━━━ INPUT DATA

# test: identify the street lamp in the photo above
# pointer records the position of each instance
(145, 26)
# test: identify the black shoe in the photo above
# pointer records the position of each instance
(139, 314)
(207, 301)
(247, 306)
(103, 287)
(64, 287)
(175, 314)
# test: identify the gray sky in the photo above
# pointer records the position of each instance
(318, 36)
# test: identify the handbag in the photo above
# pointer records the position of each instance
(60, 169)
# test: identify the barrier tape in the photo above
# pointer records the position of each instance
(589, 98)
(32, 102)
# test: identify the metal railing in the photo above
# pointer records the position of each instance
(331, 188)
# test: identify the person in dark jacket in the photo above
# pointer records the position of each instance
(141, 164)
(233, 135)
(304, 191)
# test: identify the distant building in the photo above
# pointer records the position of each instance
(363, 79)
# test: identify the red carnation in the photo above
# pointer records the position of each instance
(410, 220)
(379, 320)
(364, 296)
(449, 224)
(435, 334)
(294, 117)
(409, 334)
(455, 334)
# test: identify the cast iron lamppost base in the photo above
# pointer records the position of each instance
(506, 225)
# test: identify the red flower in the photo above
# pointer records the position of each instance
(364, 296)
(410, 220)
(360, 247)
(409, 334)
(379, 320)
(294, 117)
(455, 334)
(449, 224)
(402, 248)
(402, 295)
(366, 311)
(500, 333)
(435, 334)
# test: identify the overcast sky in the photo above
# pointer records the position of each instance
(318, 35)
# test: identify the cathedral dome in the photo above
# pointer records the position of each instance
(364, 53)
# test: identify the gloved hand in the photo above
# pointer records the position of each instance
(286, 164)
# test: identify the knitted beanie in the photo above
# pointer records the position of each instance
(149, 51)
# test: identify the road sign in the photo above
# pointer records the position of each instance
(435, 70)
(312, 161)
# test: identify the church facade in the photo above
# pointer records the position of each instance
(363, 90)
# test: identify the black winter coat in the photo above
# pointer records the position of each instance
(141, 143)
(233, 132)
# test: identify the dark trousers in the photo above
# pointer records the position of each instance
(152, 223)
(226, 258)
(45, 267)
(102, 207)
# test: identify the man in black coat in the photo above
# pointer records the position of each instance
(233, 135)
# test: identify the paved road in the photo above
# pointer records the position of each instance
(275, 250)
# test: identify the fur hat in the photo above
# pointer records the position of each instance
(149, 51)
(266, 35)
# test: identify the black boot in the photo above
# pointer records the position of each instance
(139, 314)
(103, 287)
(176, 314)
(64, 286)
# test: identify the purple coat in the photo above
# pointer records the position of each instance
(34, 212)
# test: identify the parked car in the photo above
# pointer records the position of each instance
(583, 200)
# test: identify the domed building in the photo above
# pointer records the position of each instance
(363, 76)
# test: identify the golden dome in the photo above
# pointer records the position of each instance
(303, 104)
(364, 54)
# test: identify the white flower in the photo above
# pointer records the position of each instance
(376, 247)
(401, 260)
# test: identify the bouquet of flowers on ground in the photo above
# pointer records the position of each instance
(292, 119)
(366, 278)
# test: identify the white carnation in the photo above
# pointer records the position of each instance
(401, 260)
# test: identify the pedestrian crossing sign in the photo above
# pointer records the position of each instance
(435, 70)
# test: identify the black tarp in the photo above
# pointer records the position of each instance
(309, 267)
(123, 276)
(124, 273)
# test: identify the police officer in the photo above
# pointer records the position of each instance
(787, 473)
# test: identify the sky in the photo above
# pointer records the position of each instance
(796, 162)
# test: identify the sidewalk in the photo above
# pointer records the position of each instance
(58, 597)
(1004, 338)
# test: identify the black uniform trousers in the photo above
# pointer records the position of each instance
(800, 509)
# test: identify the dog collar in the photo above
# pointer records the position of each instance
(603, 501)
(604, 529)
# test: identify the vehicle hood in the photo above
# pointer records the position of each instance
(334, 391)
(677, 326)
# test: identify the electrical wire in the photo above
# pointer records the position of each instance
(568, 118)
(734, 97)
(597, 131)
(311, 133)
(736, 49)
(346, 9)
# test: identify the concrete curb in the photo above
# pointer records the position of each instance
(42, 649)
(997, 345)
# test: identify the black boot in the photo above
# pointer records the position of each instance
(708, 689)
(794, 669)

━━━━━━

* **TASK**: In the entries above, the lines between the one holding "# test: identify the golden" and the one holding "# test: identify the black tarp", inclusive, are to be printed exactly as written, and those alone.

* **RESULT FOR THIS TASK**:
# test: identify the golden dome in the photo above
# pointer records the position of each instance
(303, 104)
(364, 54)
# test: identify the white flower in the photo above
# pointer records the position of each instance
(376, 247)
(401, 260)
# test: identify the bouquet of flowers on ground in the photo above
# pointer records the position of each instance
(292, 119)
(366, 278)
# test: identify the white carnation in the photo above
# pointer records the position of each instance
(401, 260)
# test: identify the pedestrian crossing sign in the photo above
# pointer records the position of each instance
(435, 70)
# test: identify the black tarp in the photo above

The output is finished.